**Provided text**
==============================
What about all those germs? I was very upset about catching my grandmother’s four diseases. I was doomed. If the heat in the attic and my sister’s wrath didn’t get me, my grandmother’s germs certainly would. I was panicky, but I didn’t want to upset anyone. I kept quiet and moved up to the attic.
As it turned out, my grandmother didn’t like sleeping in my room. I suppose she preferred Ridgewood. At any rate, much to my relief, barely two weeks into her visit, my grandmother decided she wanted to go home and die in her own bed.
Now I was faced with going back to my room and escaping the germs. I turned my pillow over a hundred times and shook out the sheets and blanket at least twice as many times. I opened and closed the windows, pulled the blinds up and down, and made as much commotion as I could to rid my room of the germs left behind. I asked God if He could please fumigate the place. It took awhile before I was confident I could sleep safely and not catch anything.
==============================
**Records supplied**

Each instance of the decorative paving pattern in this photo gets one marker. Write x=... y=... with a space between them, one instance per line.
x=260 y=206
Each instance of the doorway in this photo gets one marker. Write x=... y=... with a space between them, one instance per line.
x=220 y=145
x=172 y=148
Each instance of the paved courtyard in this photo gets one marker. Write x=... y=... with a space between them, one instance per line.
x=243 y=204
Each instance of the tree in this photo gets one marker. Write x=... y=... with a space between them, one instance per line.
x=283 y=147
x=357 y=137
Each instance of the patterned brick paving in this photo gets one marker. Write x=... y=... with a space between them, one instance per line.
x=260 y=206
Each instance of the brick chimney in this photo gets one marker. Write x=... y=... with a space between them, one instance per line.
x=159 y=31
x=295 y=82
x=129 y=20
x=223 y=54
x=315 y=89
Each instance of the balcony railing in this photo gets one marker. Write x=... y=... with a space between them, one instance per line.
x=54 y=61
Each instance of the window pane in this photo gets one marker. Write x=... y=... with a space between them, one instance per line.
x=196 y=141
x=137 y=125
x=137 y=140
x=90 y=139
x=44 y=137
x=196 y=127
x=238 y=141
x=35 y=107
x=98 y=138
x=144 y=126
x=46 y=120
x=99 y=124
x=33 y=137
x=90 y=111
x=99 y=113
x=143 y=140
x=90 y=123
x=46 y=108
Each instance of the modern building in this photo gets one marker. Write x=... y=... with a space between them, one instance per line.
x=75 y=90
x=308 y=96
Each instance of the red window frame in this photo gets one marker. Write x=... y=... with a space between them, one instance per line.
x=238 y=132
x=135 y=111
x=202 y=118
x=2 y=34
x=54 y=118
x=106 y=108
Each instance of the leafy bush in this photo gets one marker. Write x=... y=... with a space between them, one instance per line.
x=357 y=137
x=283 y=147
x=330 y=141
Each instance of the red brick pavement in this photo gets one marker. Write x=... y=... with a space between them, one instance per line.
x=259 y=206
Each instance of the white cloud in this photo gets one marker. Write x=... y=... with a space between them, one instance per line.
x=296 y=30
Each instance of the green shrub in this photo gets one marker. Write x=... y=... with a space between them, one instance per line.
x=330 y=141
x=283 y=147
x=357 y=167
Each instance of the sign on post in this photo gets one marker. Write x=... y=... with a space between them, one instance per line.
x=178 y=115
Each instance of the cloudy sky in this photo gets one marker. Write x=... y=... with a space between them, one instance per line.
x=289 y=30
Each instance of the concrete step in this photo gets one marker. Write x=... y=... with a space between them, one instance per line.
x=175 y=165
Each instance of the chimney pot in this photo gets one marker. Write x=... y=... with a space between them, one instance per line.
==============================
**Tasks to complete**
A. According to the passage about the grandmother's visit, how far into her stay did the grandmother decide she wanted to go home?
B. Summarize the passage about the grandmother's visit in two sentences.
The records are unrelated to the passage about the grandmother's visit.

**Answers given**
A. Barely two weeks into her visit.

B. The narrator, afraid of catching the grandmother's four diseases, kept quiet and moved up to the attic, but the grandmother decided barely two weeks into her visit to go home and die in her own bed. Back in the room, the narrator turned the pillow, shook out the bedding, worked the windows and blinds, and asked God to fumigate the place before feeling safe to sleep there.